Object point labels
********

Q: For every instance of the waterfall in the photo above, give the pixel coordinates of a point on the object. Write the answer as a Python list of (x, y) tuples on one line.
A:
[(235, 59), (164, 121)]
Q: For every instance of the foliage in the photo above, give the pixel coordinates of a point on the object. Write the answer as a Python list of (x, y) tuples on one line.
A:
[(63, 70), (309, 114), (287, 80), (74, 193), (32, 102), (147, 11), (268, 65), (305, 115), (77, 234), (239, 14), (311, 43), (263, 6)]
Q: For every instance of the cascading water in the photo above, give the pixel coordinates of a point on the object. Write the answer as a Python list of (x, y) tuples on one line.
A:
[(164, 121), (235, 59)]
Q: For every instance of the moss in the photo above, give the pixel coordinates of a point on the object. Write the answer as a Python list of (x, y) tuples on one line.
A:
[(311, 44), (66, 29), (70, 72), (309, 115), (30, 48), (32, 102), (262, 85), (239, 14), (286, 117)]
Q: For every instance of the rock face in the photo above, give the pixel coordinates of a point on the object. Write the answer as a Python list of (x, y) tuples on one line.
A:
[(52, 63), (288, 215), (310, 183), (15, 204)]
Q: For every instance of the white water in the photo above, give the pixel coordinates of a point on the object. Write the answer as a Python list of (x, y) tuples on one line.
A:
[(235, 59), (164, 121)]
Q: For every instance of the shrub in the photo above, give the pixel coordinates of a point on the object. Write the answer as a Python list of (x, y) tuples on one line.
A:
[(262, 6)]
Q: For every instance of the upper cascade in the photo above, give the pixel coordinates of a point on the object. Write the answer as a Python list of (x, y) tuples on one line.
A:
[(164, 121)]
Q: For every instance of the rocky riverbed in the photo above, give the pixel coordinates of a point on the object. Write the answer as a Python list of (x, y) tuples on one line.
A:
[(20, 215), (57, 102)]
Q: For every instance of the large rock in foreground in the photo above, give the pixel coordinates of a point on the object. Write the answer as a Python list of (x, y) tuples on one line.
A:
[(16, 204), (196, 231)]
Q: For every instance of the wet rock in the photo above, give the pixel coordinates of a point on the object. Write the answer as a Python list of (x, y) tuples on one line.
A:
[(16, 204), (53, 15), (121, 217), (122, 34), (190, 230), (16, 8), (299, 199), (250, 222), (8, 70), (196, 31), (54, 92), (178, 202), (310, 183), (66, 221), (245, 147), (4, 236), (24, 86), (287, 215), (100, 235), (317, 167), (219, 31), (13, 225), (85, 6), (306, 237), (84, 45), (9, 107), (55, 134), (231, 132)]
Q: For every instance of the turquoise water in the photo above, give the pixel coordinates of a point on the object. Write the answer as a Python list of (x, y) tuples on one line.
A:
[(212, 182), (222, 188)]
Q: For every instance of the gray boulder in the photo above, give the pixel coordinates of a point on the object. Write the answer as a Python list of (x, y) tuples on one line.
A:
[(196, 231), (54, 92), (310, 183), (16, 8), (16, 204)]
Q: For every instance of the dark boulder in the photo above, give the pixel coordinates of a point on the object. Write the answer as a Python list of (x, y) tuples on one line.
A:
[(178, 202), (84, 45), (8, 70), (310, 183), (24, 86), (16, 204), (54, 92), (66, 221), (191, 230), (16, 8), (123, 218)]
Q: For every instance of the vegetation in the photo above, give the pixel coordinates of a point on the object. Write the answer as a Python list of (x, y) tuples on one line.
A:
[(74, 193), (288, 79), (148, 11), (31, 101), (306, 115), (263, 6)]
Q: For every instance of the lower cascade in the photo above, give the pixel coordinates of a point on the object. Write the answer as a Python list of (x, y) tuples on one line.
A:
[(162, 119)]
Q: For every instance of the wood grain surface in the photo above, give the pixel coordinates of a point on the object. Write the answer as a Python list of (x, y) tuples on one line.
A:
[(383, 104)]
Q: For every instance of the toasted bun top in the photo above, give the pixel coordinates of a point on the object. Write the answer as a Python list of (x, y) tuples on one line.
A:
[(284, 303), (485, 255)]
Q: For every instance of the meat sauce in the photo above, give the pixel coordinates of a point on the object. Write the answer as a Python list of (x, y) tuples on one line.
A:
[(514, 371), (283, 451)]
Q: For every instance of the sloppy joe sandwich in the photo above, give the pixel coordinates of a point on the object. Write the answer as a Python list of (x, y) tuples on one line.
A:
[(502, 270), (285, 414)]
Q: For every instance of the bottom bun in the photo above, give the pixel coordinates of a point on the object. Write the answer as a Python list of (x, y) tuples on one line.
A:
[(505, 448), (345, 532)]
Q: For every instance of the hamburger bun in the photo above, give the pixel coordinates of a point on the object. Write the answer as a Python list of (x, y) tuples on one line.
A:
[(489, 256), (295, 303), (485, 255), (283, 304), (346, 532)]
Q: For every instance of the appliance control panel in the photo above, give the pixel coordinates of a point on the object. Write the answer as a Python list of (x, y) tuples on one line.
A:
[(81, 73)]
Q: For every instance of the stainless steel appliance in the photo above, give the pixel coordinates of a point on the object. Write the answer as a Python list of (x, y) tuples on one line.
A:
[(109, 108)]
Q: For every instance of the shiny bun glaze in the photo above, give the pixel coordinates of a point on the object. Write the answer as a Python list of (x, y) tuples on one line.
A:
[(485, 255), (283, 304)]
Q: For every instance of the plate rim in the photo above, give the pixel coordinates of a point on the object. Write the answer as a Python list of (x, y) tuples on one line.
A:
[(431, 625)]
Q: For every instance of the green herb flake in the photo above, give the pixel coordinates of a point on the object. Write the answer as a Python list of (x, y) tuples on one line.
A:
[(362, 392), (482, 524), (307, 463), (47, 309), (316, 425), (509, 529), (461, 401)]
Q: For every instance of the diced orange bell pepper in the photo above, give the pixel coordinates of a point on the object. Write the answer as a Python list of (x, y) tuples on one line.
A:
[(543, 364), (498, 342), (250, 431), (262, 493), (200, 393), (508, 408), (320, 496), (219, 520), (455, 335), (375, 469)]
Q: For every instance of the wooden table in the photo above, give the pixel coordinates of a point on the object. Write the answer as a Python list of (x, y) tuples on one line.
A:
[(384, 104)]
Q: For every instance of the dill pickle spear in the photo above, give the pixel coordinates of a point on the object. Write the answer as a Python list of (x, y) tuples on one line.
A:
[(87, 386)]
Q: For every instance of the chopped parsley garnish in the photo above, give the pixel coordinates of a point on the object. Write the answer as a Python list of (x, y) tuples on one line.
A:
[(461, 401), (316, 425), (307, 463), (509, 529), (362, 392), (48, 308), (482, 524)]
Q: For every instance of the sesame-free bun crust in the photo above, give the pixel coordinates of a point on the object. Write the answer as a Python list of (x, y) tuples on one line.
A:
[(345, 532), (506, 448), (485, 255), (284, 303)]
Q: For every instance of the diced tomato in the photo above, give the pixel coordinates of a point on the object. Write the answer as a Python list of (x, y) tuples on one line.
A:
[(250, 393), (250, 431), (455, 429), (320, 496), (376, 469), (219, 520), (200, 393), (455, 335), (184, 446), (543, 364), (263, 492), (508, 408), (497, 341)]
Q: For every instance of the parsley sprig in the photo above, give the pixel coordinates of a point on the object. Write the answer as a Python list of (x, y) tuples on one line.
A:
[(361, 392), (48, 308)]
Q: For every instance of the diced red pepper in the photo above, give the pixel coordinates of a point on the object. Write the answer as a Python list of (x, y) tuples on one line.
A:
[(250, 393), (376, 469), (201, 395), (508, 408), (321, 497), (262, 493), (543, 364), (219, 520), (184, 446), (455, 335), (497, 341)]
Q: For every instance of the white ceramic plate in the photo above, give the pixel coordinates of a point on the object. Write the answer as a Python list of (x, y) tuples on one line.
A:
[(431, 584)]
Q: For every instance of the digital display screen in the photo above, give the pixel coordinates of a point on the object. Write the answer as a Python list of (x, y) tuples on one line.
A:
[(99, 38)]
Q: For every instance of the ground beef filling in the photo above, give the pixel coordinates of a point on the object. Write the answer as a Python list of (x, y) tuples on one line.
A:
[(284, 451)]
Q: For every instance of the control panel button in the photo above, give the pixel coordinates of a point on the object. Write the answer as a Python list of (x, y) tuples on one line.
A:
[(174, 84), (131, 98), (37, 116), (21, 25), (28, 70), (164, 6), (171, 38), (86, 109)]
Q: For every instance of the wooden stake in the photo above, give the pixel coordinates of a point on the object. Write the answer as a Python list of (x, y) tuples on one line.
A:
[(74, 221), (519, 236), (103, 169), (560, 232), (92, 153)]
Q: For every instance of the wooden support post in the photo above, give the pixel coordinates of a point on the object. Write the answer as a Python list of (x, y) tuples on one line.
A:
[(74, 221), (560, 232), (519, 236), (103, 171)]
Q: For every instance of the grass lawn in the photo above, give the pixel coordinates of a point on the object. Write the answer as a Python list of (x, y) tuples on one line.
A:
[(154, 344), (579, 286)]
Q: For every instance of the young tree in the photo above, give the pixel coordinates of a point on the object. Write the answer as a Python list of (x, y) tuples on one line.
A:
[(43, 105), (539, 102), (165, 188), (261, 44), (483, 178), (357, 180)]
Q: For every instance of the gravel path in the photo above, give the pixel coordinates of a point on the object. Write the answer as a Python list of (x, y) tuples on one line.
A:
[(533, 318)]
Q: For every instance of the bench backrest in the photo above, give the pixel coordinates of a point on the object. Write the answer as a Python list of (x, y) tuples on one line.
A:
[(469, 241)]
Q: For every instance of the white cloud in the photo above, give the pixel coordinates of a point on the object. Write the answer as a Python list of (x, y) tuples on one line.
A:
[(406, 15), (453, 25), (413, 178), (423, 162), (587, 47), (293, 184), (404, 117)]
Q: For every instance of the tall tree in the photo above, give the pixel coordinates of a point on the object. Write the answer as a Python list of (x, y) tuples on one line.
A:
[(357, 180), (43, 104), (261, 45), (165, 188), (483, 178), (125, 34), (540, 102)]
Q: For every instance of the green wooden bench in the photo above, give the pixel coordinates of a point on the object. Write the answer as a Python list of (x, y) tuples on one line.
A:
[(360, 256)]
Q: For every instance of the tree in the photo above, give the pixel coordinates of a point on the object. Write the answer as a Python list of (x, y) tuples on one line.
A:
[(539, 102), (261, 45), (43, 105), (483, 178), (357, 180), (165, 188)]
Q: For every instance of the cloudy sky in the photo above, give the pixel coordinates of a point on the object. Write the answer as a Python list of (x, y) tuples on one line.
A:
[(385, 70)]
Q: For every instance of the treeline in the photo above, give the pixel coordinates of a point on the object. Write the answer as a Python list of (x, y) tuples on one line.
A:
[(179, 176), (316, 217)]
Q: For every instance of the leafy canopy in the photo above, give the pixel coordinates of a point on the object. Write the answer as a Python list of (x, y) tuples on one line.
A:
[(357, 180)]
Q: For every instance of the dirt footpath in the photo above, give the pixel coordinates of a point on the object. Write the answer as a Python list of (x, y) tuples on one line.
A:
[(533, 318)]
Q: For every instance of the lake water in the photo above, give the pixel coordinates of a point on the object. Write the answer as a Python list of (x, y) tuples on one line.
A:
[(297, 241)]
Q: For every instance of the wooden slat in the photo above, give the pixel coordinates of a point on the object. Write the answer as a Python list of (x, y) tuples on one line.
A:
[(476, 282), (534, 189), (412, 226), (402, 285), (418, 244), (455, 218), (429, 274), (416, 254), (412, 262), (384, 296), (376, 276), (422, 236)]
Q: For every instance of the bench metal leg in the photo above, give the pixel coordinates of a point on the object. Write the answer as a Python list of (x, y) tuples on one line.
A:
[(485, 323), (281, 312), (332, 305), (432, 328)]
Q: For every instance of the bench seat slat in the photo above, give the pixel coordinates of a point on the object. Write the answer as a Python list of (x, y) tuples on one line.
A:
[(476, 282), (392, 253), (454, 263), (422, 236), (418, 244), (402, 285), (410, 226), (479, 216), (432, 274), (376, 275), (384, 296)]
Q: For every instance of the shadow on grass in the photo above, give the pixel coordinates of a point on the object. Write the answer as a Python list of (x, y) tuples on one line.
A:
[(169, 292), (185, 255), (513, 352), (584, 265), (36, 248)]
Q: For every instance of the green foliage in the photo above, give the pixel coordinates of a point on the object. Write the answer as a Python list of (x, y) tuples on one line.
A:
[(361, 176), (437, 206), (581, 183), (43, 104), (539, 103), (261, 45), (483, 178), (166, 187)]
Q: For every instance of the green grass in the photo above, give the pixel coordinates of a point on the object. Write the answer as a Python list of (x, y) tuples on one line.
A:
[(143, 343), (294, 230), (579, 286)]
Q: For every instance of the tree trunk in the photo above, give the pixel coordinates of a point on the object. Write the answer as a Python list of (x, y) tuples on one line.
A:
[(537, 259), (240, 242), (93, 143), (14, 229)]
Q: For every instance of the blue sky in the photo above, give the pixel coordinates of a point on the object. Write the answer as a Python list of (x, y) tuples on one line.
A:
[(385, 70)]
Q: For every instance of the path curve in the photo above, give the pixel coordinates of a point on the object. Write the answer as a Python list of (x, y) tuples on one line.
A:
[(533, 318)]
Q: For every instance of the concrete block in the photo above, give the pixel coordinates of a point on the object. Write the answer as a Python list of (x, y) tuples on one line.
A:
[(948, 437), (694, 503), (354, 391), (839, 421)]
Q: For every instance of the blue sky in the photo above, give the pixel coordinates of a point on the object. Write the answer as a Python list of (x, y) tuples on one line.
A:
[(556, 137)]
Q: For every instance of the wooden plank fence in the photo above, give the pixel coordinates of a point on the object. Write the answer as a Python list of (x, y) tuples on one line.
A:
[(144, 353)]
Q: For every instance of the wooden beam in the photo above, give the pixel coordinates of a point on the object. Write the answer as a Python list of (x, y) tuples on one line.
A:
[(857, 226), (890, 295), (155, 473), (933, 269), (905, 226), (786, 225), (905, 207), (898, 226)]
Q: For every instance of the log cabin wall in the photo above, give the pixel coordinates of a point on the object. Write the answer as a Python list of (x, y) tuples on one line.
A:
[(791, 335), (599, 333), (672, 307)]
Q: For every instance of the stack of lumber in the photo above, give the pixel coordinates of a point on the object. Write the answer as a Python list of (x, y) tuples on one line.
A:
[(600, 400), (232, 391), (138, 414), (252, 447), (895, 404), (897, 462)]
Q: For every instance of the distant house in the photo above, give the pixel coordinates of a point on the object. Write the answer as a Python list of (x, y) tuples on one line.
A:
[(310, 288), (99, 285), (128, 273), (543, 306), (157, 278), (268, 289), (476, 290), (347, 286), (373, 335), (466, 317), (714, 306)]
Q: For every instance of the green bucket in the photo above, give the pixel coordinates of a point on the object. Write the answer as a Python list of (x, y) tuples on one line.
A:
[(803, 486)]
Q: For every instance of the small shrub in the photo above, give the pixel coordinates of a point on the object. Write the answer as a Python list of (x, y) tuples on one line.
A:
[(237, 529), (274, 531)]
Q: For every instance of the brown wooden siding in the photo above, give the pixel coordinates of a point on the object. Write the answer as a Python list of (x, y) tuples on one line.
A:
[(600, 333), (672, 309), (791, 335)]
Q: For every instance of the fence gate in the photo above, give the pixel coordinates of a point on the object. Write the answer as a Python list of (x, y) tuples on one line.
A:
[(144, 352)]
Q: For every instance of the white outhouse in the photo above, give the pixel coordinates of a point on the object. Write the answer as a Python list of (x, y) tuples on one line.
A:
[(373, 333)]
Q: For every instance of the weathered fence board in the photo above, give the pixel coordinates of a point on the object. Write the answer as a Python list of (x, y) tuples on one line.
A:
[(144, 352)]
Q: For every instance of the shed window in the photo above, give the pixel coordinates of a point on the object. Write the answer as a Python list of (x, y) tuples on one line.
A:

********

### Problem to solve
Rewrite the lines of the listing from the line with "Q: For every instance of the diced red" up to and including the line with "335), (497, 341)]", changing "diced red pepper" to "sliced red pepper" and leaving everything else unchanged.

### Output of the task
Q: For every instance of the sliced red pepper in the photo above, give the pixel coordinates of a point on the object. Write the answer as a Python list of (x, y) tuples on one line.
A:
[(250, 393), (376, 469), (201, 395), (508, 408), (321, 497), (262, 493), (543, 364), (219, 520), (184, 446), (455, 335), (497, 341)]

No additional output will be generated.